She knows all the right details, like the kind of cat Lee had, and the messages that he exchanged with his troop leaders, and what he said at key moments in the war—none of which she knew about before the dreams.

When Jeff validates Annie’s dreams, Richard freaks out. Annie runs away from Richard to Jeff. Jeff takes Annie to Fredericksburg, Virginia, to keep her safe from Richard and also so he can finish his work on Broun’s galleys, which are of course due yesterday, in peace, and to try to figure out what’s going on with Annie. Annie also becomes interested in the galleys, and begins to help Jeff edit them.

They stay in Fredericksburg for a week, during which time Jeff realizes that the location choice is probably a mistake, because it was the site of a major bloody Civil War battle. Annie’s dreams become more intense, and Jeff stays up all night to calm her when she wakes and to prevent her from hurting herself, so soon both of them are (true to Willis form) worn out and addled from the lack of sleep.

The whole time, Jeff keeps calling in to Broun’s answering machine and getting messages, which are mainly from Broun and Richard. Broun is in California on a research trip and (also true to Willis form) is never there and has always moved on to another destination whenever Jeff tries to get in touch with him. Richard’s messages become more and more angry as he can’t get hold of either Jeff or Annie, and each time he comes up with a new scary diagnosis designed to get Jeff to bring Annie back to D.C. immediately (“she’s on the verge of a psychotic break”).

Source data:
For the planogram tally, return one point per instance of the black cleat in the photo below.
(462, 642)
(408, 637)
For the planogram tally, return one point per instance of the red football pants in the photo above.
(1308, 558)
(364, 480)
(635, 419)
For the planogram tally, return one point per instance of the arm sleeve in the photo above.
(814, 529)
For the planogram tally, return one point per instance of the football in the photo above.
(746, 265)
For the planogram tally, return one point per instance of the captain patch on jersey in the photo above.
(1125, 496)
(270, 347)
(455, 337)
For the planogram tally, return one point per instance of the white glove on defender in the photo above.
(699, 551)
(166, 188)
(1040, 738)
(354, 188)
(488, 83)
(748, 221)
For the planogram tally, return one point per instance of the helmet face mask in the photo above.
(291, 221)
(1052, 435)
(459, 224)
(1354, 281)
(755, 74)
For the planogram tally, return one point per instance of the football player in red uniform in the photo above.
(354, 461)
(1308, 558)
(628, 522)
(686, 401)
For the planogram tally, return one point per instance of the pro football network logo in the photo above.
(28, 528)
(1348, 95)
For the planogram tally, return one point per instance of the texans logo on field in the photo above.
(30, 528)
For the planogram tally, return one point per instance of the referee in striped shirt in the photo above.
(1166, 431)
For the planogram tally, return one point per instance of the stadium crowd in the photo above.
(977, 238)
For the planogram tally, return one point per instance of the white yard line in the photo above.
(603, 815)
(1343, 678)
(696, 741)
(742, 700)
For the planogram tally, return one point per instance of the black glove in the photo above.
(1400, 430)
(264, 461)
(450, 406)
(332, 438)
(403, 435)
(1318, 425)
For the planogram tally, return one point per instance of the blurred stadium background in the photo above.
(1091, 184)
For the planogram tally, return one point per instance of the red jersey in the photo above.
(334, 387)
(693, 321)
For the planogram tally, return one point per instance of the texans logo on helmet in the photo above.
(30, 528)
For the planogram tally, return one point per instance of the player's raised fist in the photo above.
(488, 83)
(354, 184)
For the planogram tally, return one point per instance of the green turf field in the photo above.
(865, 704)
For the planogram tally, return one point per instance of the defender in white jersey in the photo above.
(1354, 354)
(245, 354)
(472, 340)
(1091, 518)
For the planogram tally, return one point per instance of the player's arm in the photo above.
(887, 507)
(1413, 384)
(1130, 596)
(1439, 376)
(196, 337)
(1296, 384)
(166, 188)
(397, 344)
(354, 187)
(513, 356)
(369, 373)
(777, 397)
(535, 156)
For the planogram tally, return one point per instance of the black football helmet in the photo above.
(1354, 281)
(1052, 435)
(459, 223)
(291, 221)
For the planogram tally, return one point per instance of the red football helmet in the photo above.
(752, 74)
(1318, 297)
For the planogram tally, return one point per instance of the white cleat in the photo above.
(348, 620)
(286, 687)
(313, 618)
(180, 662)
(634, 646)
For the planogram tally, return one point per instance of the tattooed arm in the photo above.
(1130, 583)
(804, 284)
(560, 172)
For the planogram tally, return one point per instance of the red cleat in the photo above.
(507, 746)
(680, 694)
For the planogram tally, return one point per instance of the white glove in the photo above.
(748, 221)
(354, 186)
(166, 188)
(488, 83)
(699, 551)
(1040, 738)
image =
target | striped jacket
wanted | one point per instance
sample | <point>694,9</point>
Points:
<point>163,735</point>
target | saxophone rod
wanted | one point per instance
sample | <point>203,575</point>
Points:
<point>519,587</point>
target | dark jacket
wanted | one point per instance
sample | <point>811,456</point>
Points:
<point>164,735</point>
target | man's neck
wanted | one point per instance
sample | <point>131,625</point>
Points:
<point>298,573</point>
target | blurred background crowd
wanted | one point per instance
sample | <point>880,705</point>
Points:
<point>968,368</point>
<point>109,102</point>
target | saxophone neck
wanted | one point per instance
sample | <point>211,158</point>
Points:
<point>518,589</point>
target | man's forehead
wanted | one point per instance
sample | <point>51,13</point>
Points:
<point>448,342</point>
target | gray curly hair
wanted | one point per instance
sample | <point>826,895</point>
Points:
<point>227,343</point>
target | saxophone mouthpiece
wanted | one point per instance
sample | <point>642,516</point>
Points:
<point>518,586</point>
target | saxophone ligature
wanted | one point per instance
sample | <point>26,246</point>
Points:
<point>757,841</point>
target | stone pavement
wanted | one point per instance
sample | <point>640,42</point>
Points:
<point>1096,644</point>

• Exercise instructions
Carry on the summary of Jeff and Annie in Fredericksburg, picking up after its final sentence. The source data stands apart from the text about Jeff and Annie.

• Task output
Jeff works out his own frustrations by yelling back at Richard’s messages in cathartic (and funny) one-way conversations. Jeff is furious with Richard for taking advantage of Annie—giving her powerful drugs and sleeping with her, a patient—and he expresses his rage in a way I’ve never seen Willis allow her characters to do before. Usually they are much more restrained and non-confrontational.

Annie’s dreams are confusing jumbles of past and present, with present-day people representing past people (for example, her boyfriend Richard always represents General Longstreet), but Annie can always make sense of it, and with Jeff’s knowledge of Civil War history, they confirm together that each new dream is, in fact, something that really happened to Lee. Jeff tries to figure out if the drugs Richard gave her in treatment caused them or affected them; whether they’re in chronological order; why she’s having them. Each time he thinks he has a handle on them, it seems to be frustratingly debunked.

Annie’s theory is that she’s having the dreams to help Lee atone: to assuage the nightmares he must have had about all the young men he sent to their deaths. But the more time goes on, the more Jeff starts to suspect that the dreams might be something more sinister, and that he and Annie might be in a race against time to figure out the puzzle before disastrous consequences result.

One of the great things about Willis’ best writing is that she creates parallels in every part of her story—and Lincoln’s Dreams is filled with parallels between the past, the present, and Broun’s book. Over time, Annie’s wrists begin to hurt her, just like Lee’s did after he broke one and strained the other at a key moment in the war. And at one point in Broun’s galleys a woman is reading, bent over her book so that Broun’s main character can see the part in her hair, when he realizes that he loves her. While reading this scene, Annie is bent over reading the galleys, and Jeff can see the part in her hair, when he realizes that he loves her.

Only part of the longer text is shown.